*** Opening Extract ***
Rahman’s presence, along with other female trainers and coaches, proves that both the male and female populations are equally and actively joining the city’s ever-growing wellness spaces.

Yoga, meditation, and mental wellness: A growing urban demand

Due to urban burnout, overstimulation, and digital fatigue, people are pushing more and more towards reflective practices. Hence, a rising interest in meditation and emotional healing.

Meditation coach Faiza Farzana Gunjan, who recently led a meditation session at The Flow Fest 2025, believes these gatherings are essential for awareness. “Given the constant pressure that urban dwellers, especially the people involved in desk jobs, face nowadays, everyone should set aside a certain time and meditate for a while. It is an incredible way to heal ourselves,” says Gunjan.

Her journey started with a Bangladeshi spiritual coach, and later she obtained certification from a US-based training academy, ultimately becoming a meditation coach herself. Today, she holds regular in-person sessions in Gulshan and Banani alongside online coaching. The attendance at her classes, and similar offerings at studios across Dhaka, signals an increasing appetite for emotional grounding and psychological resilience.

Undoubtedly, gyms can build physical strength, but for healing internal systems, meditation and healing practices have become a must. 

Yoga, quite similarly, is increasingly becoming popular among the city’s residents. People are becoming more mindful towards their joint care, longevity, and functional movement. As a result, there is a visible rise in Yin yoga and somatic movement practices.

Namit Kabir, a yoga instructor who taught in Canada for several years before relocating to Dhaka, underscores the importance of mobility. 

“Our joints age faster than our muscles. People feel stiffness because their ligaments and fascia are tight. Yin yoga and mobility keep everything functioning properly,” she explains.

Along with teaching the younger population, Kabir holds classes for elderly practitioners as well, focusing on Yin yoga. 

“Elderly people often struggle with basic movement tasks like standing up or sitting down. So, my specialised classes particularly address ageing bodies and long-term movement health,” she shares.

The growing presence of yoga teachers and studios indicates that people are more open to diverse movement philosophies, each offering a different approach: traditional disciplines, modern vinyasa, and meditation-driven flows or joint-focused training.
*** Closing Extract ***
*** Opening Information supplied ***
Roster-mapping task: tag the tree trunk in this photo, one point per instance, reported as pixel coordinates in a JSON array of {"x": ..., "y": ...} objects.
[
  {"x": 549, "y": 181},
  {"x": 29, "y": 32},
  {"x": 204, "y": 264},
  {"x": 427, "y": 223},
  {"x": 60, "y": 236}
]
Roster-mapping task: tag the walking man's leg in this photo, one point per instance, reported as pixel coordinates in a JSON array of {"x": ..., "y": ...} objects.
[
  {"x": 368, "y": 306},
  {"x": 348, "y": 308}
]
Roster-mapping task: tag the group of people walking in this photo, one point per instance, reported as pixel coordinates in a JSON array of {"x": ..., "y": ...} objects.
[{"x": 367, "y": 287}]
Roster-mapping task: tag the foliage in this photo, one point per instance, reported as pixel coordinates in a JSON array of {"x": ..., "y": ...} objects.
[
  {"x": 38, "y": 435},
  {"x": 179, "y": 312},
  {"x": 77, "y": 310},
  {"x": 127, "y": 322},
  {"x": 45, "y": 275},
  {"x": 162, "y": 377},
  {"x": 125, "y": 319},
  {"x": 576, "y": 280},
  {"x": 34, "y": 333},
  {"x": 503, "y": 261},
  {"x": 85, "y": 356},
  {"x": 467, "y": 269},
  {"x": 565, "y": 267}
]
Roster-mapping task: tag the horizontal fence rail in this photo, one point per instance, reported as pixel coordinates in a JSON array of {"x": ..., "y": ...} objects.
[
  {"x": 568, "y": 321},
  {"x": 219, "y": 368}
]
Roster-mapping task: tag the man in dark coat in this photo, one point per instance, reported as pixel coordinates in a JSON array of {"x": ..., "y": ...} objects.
*** Closing Information supplied ***
Required work.
1 > In the wellness article, where does Faiza Farzana Gunjan hold her regular in-person sessions?
2 > Repeat word for word the part of the wellness article starting at "Undoubtedly, gyms can" and ending at "somatic movement practices.".

Numbered answers.
1 > In Gulshan and Banani.

2 >
Undoubtedly, gyms can build physical strength, but for healing internal systems, meditation and healing practices have become a must. 

Yoga, quite similarly, is increasingly becoming popular among the city’s residents. People are becoming more mindful towards their joint care, longevity, and functional movement. As a result, there is a visible rise in Yin yoga and somatic movement practices.